* Set task
Please update the rows starting at the line that contains "Kindly provide the mask of every instance of the **rain" and ending at the line that contains "232 105 L 232", replacing "rain poncho hood" with "rain jacket hood" and leaving everything else unchanged. Give back only those lines.

── Supplied entries ──

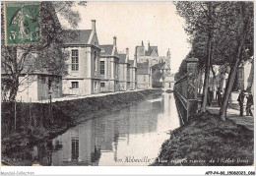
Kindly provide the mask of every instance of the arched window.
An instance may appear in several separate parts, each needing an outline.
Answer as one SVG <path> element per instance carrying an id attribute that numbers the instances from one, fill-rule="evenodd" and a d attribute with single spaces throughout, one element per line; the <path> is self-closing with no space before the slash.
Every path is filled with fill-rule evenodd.
<path id="1" fill-rule="evenodd" d="M 96 71 L 96 52 L 95 51 L 95 71 Z"/>

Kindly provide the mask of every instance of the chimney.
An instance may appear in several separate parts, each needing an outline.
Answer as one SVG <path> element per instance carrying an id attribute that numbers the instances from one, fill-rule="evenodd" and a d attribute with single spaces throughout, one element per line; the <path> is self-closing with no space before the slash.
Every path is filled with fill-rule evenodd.
<path id="1" fill-rule="evenodd" d="M 129 48 L 127 47 L 127 48 L 125 48 L 125 54 L 126 54 L 126 56 L 129 56 Z"/>
<path id="2" fill-rule="evenodd" d="M 113 45 L 116 47 L 116 36 L 113 37 Z"/>
<path id="3" fill-rule="evenodd" d="M 96 33 L 96 20 L 92 20 L 92 29 Z"/>
<path id="4" fill-rule="evenodd" d="M 125 62 L 128 63 L 129 60 L 129 48 L 125 48 L 125 54 L 126 54 L 126 58 L 125 58 Z"/>

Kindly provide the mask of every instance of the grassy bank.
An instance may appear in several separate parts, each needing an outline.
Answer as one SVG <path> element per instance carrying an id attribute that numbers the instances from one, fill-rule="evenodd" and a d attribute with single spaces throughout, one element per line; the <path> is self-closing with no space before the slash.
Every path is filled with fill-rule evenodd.
<path id="1" fill-rule="evenodd" d="M 252 165 L 253 131 L 209 112 L 174 130 L 152 165 Z"/>
<path id="2" fill-rule="evenodd" d="M 14 151 L 52 139 L 71 126 L 120 110 L 146 99 L 149 95 L 160 93 L 160 89 L 127 91 L 106 96 L 57 101 L 52 103 L 51 107 L 49 104 L 17 103 L 16 129 L 14 103 L 2 103 L 2 156 L 13 157 Z"/>

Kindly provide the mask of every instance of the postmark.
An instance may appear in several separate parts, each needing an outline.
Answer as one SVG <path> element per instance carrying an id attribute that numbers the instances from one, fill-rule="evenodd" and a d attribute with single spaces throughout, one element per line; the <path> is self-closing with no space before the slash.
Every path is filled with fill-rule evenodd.
<path id="1" fill-rule="evenodd" d="M 5 2 L 5 44 L 40 43 L 40 2 Z"/>

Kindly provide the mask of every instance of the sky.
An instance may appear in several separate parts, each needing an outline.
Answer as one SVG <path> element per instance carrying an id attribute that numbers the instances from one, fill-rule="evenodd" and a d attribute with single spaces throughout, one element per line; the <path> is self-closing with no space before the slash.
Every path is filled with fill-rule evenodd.
<path id="1" fill-rule="evenodd" d="M 142 40 L 146 46 L 150 41 L 159 46 L 160 56 L 170 49 L 170 68 L 175 73 L 190 50 L 184 20 L 172 2 L 88 2 L 86 8 L 78 10 L 82 17 L 78 29 L 92 29 L 91 20 L 96 20 L 99 44 L 112 44 L 116 36 L 117 49 L 128 47 L 130 59 Z"/>

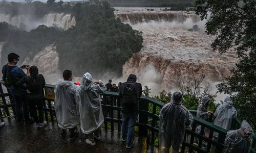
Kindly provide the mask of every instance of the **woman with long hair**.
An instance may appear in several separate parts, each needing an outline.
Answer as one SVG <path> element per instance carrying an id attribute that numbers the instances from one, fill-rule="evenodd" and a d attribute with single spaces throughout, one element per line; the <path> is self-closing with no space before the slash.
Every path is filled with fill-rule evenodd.
<path id="1" fill-rule="evenodd" d="M 43 118 L 43 91 L 46 85 L 44 76 L 39 74 L 38 69 L 36 66 L 29 68 L 30 75 L 26 76 L 18 81 L 16 85 L 21 86 L 26 84 L 27 93 L 25 100 L 28 102 L 29 111 L 36 123 L 37 127 L 42 128 L 46 125 Z M 38 115 L 36 111 L 38 110 Z"/>

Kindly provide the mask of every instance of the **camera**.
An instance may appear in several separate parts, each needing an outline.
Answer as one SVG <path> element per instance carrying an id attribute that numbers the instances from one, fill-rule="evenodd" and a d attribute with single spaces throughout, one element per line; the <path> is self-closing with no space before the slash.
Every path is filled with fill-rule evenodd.
<path id="1" fill-rule="evenodd" d="M 24 68 L 26 68 L 28 67 L 29 66 L 29 65 L 23 65 L 23 66 L 20 66 L 20 68 L 22 69 L 24 69 Z"/>

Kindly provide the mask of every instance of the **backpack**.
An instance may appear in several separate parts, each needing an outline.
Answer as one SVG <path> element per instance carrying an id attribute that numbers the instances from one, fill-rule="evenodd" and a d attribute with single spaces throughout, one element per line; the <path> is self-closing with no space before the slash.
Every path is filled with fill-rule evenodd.
<path id="1" fill-rule="evenodd" d="M 138 101 L 138 90 L 136 83 L 129 82 L 123 84 L 122 91 L 122 103 L 124 105 L 136 105 Z"/>
<path id="2" fill-rule="evenodd" d="M 16 82 L 14 81 L 15 79 L 13 79 L 10 72 L 11 69 L 11 68 L 8 69 L 5 74 L 3 75 L 3 85 L 8 89 L 13 89 L 14 87 L 16 86 Z"/>

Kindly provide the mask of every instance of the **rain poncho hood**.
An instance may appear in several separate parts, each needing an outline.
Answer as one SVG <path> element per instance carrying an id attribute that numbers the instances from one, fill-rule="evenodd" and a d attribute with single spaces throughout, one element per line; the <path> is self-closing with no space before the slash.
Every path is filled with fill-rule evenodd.
<path id="1" fill-rule="evenodd" d="M 228 132 L 223 152 L 249 152 L 253 136 L 253 131 L 251 126 L 246 121 L 243 120 L 240 129 Z"/>
<path id="2" fill-rule="evenodd" d="M 232 105 L 232 101 L 230 97 L 225 98 L 223 104 L 219 106 L 214 113 L 216 116 L 214 124 L 226 130 L 229 130 L 232 123 L 232 118 L 237 117 L 237 111 Z"/>
<path id="3" fill-rule="evenodd" d="M 79 122 L 75 99 L 77 87 L 71 81 L 62 79 L 56 83 L 54 107 L 58 124 L 60 128 L 73 128 Z"/>
<path id="4" fill-rule="evenodd" d="M 163 152 L 164 148 L 168 148 L 171 146 L 173 149 L 179 150 L 183 140 L 186 126 L 188 126 L 193 121 L 190 120 L 187 109 L 184 106 L 176 104 L 177 101 L 174 101 L 173 98 L 170 103 L 163 107 L 159 115 L 160 152 Z"/>
<path id="5" fill-rule="evenodd" d="M 207 107 L 209 105 L 210 98 L 208 97 L 204 97 L 201 100 L 201 104 L 197 108 L 197 117 L 206 120 L 208 116 L 207 113 Z"/>
<path id="6" fill-rule="evenodd" d="M 128 78 L 127 78 L 127 82 L 136 82 L 137 81 L 137 76 L 135 74 L 130 74 L 129 76 L 128 76 Z"/>
<path id="7" fill-rule="evenodd" d="M 76 103 L 81 131 L 88 134 L 100 128 L 104 122 L 100 94 L 106 90 L 103 83 L 95 85 L 89 73 L 83 74 L 76 91 Z"/>

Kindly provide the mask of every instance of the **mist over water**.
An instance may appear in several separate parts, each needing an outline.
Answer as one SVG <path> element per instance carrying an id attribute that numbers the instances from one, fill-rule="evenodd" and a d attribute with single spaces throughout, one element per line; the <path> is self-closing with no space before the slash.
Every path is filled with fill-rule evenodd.
<path id="1" fill-rule="evenodd" d="M 32 15 L 12 16 L 10 14 L 0 14 L 0 22 L 6 22 L 27 31 L 36 29 L 41 24 L 57 27 L 65 30 L 76 24 L 75 17 L 65 13 L 49 13 L 41 18 L 35 18 Z"/>
<path id="2" fill-rule="evenodd" d="M 205 81 L 212 83 L 214 87 L 231 75 L 230 70 L 238 61 L 237 55 L 232 49 L 222 55 L 212 50 L 210 44 L 215 38 L 204 32 L 206 21 L 200 21 L 191 12 L 160 9 L 148 11 L 144 8 L 115 8 L 117 17 L 142 32 L 144 47 L 123 65 L 122 77 L 109 72 L 98 78 L 93 76 L 94 81 L 101 80 L 106 83 L 109 79 L 112 79 L 113 83 L 118 85 L 134 73 L 143 86 L 152 89 L 152 95 L 156 95 L 162 90 L 173 92 L 177 90 L 175 83 L 177 78 L 182 77 L 189 81 L 192 71 L 197 75 L 205 74 Z M 0 14 L 0 21 L 17 27 L 25 24 L 28 31 L 42 24 L 64 30 L 75 26 L 74 17 L 64 13 L 48 14 L 36 19 L 28 16 L 8 15 Z M 188 31 L 194 25 L 198 26 L 198 31 Z M 2 46 L 0 43 L 0 52 Z M 33 59 L 26 59 L 22 64 L 37 66 L 47 83 L 53 84 L 62 78 L 58 61 L 56 46 L 52 44 L 42 48 Z M 81 81 L 82 76 L 74 76 L 74 82 Z M 216 92 L 215 87 L 212 93 Z M 224 96 L 217 95 L 216 101 Z"/>

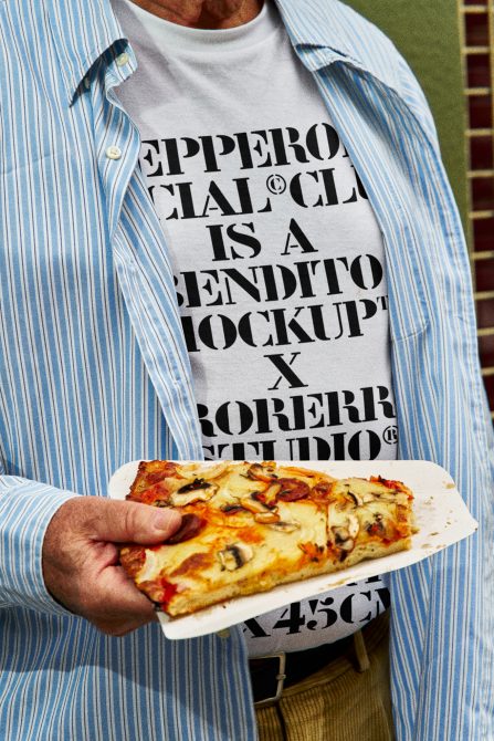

───

* Output for this exercise
Kindly provide the mask of every instance of the **rain jacket hood**.
An instance may appear in several separate parts, each needing an outline.
Answer as one SVG <path> element per instance carrying an id attribute that numbers the instances from one, fill-rule="evenodd" and a d attribute with single spaces throughout, one element per line; the <path> is self-closing with no space before the slash.
Every path is filled with fill-rule evenodd.
<path id="1" fill-rule="evenodd" d="M 228 132 L 223 152 L 249 152 L 253 136 L 253 131 L 251 126 L 246 121 L 243 120 L 240 129 Z"/>
<path id="2" fill-rule="evenodd" d="M 232 105 L 232 101 L 230 97 L 225 98 L 223 104 L 219 106 L 214 113 L 216 116 L 214 124 L 226 130 L 229 130 L 232 123 L 232 118 L 237 117 L 237 111 Z"/>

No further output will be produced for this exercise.